GOAL OF THE EXERCISE :: Pull every line from the listing below that contains the string "bush", copying each one in full. Case counts.

RECORD SET ::

## Begin

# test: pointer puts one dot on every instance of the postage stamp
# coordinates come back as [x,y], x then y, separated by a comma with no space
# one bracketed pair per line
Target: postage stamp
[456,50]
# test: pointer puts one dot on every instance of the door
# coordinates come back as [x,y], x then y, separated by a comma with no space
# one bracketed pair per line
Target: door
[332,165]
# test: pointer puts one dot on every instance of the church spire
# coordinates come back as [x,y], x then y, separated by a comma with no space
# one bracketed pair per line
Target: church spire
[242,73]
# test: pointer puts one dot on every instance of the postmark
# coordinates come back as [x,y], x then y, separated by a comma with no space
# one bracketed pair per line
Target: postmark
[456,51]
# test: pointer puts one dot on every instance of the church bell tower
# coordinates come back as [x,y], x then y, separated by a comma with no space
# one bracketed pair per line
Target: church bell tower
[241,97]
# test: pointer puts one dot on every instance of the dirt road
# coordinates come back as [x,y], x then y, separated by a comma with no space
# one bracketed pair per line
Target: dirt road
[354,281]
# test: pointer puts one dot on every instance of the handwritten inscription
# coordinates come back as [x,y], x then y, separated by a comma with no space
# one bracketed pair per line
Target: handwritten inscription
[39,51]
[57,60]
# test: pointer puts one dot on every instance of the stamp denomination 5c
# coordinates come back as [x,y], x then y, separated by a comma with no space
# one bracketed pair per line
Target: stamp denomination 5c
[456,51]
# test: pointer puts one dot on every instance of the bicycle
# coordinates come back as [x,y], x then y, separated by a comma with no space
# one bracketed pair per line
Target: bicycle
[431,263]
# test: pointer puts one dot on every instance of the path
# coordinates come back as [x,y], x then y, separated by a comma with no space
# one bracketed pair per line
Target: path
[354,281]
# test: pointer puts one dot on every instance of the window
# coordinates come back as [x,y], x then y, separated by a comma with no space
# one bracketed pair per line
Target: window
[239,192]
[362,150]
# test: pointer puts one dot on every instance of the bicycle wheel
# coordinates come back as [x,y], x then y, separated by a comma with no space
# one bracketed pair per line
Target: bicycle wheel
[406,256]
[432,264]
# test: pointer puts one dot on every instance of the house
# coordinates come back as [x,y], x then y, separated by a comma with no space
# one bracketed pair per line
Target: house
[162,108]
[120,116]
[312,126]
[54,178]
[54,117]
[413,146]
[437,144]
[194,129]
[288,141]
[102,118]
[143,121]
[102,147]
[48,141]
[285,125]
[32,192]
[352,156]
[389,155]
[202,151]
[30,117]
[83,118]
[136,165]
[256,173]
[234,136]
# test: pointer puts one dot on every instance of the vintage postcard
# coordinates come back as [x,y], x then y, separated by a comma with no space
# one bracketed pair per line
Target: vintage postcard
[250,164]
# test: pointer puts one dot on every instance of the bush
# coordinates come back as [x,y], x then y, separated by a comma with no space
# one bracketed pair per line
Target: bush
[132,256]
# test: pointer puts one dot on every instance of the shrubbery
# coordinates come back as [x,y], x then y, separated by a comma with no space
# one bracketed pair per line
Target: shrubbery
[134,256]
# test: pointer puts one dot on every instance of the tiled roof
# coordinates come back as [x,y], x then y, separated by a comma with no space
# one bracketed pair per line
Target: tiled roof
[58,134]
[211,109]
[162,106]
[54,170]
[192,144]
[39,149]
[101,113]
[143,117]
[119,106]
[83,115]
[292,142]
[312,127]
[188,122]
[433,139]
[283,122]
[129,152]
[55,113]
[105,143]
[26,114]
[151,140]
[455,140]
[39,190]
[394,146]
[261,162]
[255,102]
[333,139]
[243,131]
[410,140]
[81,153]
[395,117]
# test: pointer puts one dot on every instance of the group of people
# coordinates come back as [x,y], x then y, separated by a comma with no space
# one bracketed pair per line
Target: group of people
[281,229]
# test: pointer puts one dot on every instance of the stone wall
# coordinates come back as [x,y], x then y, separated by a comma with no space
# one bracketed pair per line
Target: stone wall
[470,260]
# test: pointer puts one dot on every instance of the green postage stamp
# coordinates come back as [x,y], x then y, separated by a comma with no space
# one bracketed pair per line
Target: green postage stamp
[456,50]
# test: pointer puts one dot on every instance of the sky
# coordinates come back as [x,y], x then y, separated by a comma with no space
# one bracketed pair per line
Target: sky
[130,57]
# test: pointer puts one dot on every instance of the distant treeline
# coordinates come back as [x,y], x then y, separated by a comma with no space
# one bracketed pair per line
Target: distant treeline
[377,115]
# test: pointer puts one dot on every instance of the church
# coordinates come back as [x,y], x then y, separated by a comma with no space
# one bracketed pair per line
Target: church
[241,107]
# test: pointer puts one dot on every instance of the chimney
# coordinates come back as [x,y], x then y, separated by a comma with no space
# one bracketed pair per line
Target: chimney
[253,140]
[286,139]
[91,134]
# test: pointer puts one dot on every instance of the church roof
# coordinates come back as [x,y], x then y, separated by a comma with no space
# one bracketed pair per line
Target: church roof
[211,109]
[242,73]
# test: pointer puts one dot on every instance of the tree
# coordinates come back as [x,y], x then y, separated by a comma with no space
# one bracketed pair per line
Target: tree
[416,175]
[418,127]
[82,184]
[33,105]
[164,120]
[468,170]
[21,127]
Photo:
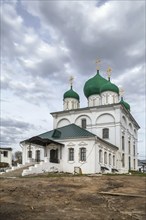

## End

EXPECTED ANSWER ::
# test: pointer puts one dot on every instance of the bush
Target: bush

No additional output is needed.